++++ Dataset extract

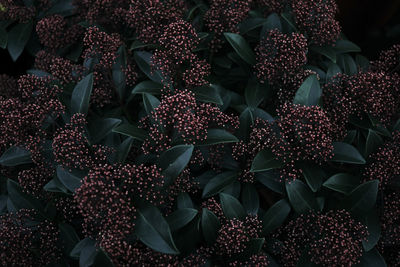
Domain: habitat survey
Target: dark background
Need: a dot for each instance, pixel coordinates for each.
(372, 24)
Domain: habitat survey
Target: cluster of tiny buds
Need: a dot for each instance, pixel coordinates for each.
(280, 54)
(330, 239)
(317, 19)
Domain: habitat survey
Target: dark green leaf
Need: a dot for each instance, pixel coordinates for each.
(231, 207)
(342, 182)
(332, 71)
(346, 153)
(175, 159)
(265, 160)
(241, 47)
(76, 251)
(131, 131)
(3, 38)
(275, 216)
(326, 51)
(22, 200)
(102, 259)
(69, 238)
(180, 218)
(301, 197)
(218, 136)
(81, 95)
(250, 199)
(207, 94)
(271, 180)
(150, 102)
(373, 142)
(153, 230)
(209, 226)
(362, 199)
(18, 38)
(309, 92)
(184, 201)
(15, 156)
(218, 183)
(148, 87)
(314, 176)
(123, 150)
(99, 129)
(143, 60)
(374, 230)
(69, 180)
(372, 258)
(345, 46)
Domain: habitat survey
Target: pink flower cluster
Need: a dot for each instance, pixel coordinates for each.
(176, 56)
(279, 55)
(24, 242)
(71, 147)
(330, 239)
(224, 16)
(317, 19)
(180, 116)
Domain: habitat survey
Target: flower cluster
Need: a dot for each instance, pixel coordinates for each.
(71, 147)
(235, 234)
(279, 54)
(180, 116)
(26, 242)
(150, 17)
(317, 19)
(330, 239)
(176, 56)
(224, 16)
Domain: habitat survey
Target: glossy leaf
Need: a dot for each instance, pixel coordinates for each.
(342, 182)
(218, 183)
(250, 199)
(175, 159)
(362, 199)
(131, 131)
(81, 95)
(209, 226)
(301, 197)
(15, 156)
(345, 153)
(154, 231)
(265, 160)
(275, 216)
(309, 92)
(180, 218)
(231, 207)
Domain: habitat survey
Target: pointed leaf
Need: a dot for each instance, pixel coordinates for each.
(231, 207)
(81, 95)
(342, 182)
(153, 230)
(301, 197)
(265, 160)
(275, 216)
(131, 131)
(218, 183)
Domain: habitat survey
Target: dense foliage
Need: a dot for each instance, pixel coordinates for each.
(196, 133)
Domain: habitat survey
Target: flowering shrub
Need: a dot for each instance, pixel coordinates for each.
(196, 133)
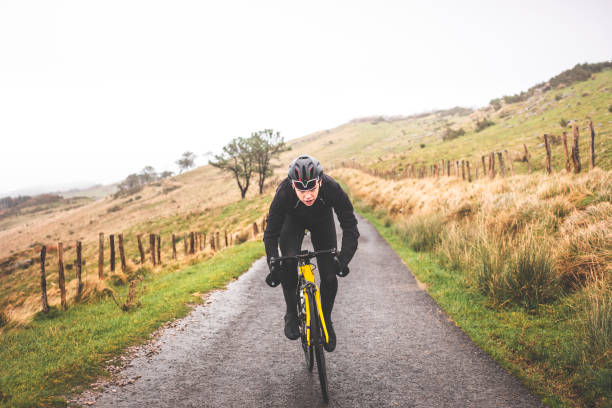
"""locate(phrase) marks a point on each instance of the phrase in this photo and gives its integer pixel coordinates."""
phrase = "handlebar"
(304, 255)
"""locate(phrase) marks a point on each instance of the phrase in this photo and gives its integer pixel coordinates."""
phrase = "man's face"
(308, 197)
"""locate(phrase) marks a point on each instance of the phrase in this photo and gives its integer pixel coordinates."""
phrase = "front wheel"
(317, 339)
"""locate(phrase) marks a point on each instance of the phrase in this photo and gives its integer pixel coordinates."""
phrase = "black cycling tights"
(323, 236)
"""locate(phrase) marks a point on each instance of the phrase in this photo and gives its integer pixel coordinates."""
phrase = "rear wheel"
(317, 343)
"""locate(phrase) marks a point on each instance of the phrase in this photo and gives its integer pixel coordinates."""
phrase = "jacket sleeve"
(274, 222)
(346, 215)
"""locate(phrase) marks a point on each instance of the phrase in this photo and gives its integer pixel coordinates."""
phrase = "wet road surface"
(396, 348)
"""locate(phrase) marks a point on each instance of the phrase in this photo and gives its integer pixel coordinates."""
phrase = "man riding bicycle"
(303, 201)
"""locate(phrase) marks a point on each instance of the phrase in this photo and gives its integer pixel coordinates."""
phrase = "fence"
(193, 243)
(463, 168)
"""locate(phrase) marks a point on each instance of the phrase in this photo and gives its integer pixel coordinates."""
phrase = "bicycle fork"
(319, 311)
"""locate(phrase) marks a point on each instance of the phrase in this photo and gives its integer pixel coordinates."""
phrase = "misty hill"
(378, 142)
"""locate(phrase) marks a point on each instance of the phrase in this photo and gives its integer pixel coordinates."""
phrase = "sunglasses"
(306, 185)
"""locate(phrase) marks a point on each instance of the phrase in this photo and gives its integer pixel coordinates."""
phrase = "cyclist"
(304, 200)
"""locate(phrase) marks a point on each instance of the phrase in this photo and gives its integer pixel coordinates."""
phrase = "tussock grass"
(535, 250)
(421, 234)
(61, 351)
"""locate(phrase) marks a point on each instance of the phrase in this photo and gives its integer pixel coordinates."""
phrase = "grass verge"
(55, 355)
(542, 349)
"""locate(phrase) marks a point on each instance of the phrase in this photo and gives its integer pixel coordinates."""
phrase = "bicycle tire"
(308, 350)
(317, 342)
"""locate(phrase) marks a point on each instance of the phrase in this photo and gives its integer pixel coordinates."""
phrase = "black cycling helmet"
(304, 172)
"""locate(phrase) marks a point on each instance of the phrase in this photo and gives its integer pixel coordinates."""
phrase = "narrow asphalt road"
(396, 347)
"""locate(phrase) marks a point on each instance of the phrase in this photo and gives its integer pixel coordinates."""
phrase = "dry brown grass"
(567, 218)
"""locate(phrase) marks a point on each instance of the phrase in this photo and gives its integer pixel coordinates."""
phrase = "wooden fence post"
(547, 147)
(79, 268)
(140, 248)
(509, 162)
(62, 278)
(122, 254)
(43, 279)
(592, 144)
(467, 164)
(173, 246)
(111, 239)
(527, 158)
(502, 166)
(568, 166)
(152, 248)
(159, 249)
(101, 257)
(484, 168)
(576, 149)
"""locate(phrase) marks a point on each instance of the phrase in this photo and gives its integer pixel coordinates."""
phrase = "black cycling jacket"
(330, 196)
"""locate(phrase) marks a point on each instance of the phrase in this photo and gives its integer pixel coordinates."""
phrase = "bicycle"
(313, 330)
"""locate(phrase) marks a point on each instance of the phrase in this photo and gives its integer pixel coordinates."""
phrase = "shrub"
(450, 134)
(483, 124)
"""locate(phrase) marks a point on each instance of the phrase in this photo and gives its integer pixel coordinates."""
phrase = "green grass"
(395, 144)
(59, 353)
(543, 349)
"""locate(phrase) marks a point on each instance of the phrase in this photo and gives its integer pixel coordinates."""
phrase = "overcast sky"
(93, 91)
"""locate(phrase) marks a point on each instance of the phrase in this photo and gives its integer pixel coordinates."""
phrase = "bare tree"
(186, 161)
(237, 158)
(266, 145)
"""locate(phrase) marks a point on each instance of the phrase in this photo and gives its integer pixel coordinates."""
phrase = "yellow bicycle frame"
(307, 272)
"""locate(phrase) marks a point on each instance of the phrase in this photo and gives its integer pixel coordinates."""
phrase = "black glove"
(341, 269)
(274, 277)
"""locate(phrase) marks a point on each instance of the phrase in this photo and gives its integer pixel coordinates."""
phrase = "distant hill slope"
(396, 142)
(379, 142)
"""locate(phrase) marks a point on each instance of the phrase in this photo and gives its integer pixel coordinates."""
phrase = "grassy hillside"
(394, 143)
(480, 224)
(20, 273)
(522, 264)
(62, 350)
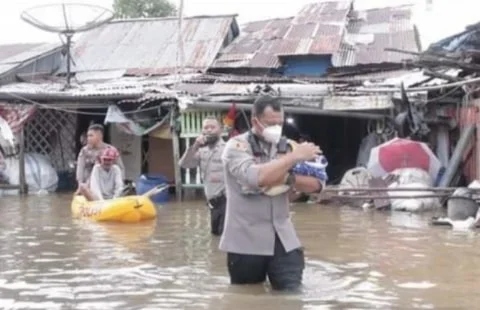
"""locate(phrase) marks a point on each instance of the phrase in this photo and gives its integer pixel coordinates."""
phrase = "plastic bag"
(40, 174)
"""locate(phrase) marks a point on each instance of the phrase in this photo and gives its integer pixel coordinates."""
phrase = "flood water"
(355, 260)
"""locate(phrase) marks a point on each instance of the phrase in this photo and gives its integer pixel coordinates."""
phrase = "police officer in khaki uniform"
(206, 152)
(259, 237)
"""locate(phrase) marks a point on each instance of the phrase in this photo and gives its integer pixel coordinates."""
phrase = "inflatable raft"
(129, 209)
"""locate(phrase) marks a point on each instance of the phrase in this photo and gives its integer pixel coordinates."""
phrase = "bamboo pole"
(21, 161)
(402, 189)
(370, 197)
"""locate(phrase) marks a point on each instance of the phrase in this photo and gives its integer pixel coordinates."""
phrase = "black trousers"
(284, 270)
(217, 214)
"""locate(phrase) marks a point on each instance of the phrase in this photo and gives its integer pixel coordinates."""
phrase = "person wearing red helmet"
(106, 180)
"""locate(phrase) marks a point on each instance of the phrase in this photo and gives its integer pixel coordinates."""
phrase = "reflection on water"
(355, 260)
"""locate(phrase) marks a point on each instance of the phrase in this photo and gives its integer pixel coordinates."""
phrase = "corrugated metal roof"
(149, 46)
(316, 30)
(370, 32)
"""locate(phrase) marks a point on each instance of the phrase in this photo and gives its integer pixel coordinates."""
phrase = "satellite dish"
(67, 19)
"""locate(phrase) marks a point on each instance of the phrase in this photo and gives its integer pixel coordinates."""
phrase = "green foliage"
(143, 8)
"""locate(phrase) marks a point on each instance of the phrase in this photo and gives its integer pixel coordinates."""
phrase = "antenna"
(66, 19)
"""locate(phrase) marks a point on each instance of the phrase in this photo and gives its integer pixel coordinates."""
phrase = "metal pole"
(457, 155)
(291, 109)
(176, 156)
(69, 58)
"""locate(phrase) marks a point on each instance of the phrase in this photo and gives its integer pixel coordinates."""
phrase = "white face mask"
(272, 134)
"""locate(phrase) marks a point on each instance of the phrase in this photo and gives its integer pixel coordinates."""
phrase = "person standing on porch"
(90, 154)
(206, 153)
(259, 237)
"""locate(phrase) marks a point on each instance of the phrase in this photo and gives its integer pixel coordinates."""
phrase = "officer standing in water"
(259, 236)
(206, 152)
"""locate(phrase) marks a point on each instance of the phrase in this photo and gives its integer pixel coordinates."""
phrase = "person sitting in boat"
(90, 153)
(106, 180)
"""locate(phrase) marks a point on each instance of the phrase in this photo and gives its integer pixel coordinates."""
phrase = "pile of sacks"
(403, 178)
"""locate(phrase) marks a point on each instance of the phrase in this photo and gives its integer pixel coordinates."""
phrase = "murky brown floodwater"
(355, 260)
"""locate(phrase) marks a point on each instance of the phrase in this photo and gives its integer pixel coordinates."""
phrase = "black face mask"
(211, 139)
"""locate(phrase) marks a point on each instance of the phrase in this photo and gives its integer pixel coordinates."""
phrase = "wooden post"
(21, 162)
(176, 155)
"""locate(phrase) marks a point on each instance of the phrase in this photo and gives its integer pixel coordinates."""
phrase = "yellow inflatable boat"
(129, 209)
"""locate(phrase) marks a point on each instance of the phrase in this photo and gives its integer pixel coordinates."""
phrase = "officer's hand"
(199, 141)
(306, 151)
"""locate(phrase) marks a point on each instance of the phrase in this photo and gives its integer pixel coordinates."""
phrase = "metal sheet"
(150, 45)
(390, 27)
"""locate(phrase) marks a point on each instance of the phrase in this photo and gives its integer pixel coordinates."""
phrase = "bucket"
(148, 182)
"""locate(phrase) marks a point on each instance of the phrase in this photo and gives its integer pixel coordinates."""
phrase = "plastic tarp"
(40, 174)
(413, 178)
(128, 124)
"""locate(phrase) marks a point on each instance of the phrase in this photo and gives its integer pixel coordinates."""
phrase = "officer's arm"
(190, 158)
(80, 173)
(239, 161)
(308, 185)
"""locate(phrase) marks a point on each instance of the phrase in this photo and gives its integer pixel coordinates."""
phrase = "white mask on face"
(272, 134)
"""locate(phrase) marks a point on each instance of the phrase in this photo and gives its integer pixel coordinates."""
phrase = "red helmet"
(110, 153)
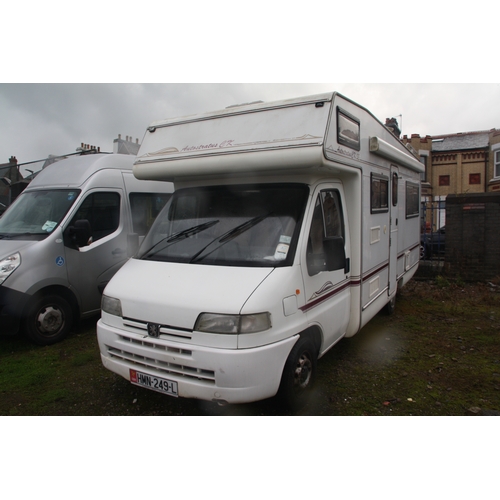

++++++++

- _Exercise details_
Within the data above, count the lines that contain the string "dark"; the reply is the number alone.

- _Answer for the task_
2